* _TASK PROMPT_:
Print the range of lines that opens with the line containing "Expected behaviour: for every instance of the white" and closes with the last line of the listing. Include both ends; print nothing more.

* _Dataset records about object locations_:
┏━━

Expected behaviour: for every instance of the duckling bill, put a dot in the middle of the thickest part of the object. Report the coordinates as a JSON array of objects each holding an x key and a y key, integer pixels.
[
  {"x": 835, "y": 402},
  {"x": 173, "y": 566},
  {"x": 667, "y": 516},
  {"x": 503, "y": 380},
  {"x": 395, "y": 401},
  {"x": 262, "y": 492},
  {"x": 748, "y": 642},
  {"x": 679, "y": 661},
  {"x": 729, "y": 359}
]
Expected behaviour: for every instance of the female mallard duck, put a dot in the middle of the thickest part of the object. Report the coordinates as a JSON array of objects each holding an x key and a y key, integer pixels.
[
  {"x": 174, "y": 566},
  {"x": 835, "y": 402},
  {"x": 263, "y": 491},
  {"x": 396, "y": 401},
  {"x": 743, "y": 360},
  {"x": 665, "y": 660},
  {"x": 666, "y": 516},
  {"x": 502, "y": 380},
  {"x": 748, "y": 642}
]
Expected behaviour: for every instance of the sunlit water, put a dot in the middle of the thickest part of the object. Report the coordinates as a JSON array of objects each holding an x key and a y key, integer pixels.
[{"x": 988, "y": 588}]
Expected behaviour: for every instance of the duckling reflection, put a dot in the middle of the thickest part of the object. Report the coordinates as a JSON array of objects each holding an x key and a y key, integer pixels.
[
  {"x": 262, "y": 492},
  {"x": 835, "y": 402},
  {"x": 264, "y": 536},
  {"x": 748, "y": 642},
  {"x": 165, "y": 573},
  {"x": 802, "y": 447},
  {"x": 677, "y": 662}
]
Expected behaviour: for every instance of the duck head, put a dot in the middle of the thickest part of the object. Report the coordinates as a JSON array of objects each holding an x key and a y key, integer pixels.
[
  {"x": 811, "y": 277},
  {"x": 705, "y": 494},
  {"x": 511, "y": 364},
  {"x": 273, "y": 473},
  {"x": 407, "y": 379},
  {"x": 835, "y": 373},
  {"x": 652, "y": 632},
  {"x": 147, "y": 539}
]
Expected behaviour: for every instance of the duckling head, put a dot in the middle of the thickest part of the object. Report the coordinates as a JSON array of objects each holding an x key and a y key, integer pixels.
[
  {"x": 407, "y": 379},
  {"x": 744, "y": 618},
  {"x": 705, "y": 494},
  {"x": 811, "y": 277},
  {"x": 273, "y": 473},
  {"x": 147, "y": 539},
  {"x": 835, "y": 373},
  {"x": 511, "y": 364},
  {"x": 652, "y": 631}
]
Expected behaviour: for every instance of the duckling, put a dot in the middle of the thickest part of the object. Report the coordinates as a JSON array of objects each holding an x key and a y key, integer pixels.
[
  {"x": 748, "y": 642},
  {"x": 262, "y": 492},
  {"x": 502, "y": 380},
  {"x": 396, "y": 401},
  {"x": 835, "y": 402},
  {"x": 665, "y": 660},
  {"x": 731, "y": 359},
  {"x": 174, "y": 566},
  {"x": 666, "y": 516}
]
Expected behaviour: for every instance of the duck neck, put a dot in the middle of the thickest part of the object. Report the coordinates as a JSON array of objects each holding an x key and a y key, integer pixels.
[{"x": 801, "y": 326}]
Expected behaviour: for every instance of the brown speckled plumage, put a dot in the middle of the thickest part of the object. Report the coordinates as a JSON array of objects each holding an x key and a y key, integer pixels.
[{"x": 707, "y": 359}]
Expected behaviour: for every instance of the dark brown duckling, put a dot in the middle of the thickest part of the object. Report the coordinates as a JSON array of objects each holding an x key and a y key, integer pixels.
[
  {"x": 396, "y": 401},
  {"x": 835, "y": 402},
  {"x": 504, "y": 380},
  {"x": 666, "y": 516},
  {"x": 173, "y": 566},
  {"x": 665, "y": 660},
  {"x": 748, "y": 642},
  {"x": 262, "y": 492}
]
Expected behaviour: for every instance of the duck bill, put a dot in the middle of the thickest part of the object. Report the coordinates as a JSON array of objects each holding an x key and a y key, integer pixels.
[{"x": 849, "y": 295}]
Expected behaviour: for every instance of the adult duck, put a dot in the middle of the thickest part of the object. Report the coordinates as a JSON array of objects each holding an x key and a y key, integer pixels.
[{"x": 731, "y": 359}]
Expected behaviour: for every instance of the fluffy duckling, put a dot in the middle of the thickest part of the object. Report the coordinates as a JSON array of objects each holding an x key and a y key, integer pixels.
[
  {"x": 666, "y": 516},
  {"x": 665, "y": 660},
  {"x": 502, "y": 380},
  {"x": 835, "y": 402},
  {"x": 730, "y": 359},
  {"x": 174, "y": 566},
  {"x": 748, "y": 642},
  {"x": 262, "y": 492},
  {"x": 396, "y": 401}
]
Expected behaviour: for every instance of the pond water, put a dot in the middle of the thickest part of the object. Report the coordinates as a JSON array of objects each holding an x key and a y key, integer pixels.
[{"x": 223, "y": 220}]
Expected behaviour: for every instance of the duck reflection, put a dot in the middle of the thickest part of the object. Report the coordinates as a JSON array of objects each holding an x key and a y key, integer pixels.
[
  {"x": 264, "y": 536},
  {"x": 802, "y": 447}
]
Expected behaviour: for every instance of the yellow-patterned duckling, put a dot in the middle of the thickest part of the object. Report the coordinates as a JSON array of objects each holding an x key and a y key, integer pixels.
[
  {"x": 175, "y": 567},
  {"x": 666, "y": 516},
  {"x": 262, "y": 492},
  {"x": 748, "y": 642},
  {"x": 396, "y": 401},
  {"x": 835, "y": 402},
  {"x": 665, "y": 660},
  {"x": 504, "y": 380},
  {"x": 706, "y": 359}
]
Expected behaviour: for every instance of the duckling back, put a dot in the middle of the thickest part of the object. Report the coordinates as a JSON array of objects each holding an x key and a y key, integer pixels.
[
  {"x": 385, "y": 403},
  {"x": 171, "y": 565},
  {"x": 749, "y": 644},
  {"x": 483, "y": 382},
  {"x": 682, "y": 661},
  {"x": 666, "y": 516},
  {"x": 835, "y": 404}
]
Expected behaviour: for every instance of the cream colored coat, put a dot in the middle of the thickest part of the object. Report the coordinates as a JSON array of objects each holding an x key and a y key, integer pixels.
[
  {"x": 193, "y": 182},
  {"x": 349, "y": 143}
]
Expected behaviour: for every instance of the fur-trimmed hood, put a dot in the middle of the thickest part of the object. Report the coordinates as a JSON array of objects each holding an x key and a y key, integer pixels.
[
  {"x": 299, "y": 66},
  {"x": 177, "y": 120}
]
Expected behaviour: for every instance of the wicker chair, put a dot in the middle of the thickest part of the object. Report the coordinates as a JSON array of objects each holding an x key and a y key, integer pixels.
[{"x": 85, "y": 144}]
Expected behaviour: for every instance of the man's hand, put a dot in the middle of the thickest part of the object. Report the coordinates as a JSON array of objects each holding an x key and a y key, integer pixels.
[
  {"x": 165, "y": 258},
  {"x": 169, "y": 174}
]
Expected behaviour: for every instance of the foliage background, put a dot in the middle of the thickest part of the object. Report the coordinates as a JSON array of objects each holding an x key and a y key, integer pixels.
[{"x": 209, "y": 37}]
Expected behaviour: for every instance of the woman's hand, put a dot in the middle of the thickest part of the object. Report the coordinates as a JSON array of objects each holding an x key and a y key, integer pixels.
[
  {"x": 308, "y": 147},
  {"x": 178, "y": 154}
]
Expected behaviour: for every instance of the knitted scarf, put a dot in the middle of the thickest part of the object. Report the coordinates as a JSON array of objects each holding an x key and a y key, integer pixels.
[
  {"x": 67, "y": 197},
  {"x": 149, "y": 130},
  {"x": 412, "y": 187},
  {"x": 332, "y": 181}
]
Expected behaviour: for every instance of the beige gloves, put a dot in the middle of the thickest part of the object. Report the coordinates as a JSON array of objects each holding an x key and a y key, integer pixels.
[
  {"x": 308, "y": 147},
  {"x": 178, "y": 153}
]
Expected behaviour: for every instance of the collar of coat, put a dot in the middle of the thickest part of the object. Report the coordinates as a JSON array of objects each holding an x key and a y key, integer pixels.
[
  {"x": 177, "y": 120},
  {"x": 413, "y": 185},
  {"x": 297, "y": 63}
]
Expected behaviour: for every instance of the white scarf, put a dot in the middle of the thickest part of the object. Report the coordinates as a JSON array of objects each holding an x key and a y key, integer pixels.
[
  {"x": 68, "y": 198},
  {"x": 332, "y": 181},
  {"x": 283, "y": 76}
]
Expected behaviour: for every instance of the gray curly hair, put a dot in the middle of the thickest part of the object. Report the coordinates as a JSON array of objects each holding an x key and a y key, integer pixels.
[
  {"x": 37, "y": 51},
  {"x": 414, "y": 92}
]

┗━━

* _OUTPUT FOR THIS TASK_:
Expected behaviour: for every instance of the white scarf, put a dot in the middle of the thickest part of the object. Report the coordinates as a JSON array of objects each holding an x key and a y key, integer pixels.
[
  {"x": 68, "y": 198},
  {"x": 332, "y": 181},
  {"x": 283, "y": 76}
]
Expected behaviour: for every instance of the gray curly hair, put a dot in the middle of the thickest part of the object. Report the coordinates as a JSON array of objects each holding an x key and a y key, integer pixels.
[
  {"x": 37, "y": 51},
  {"x": 414, "y": 92}
]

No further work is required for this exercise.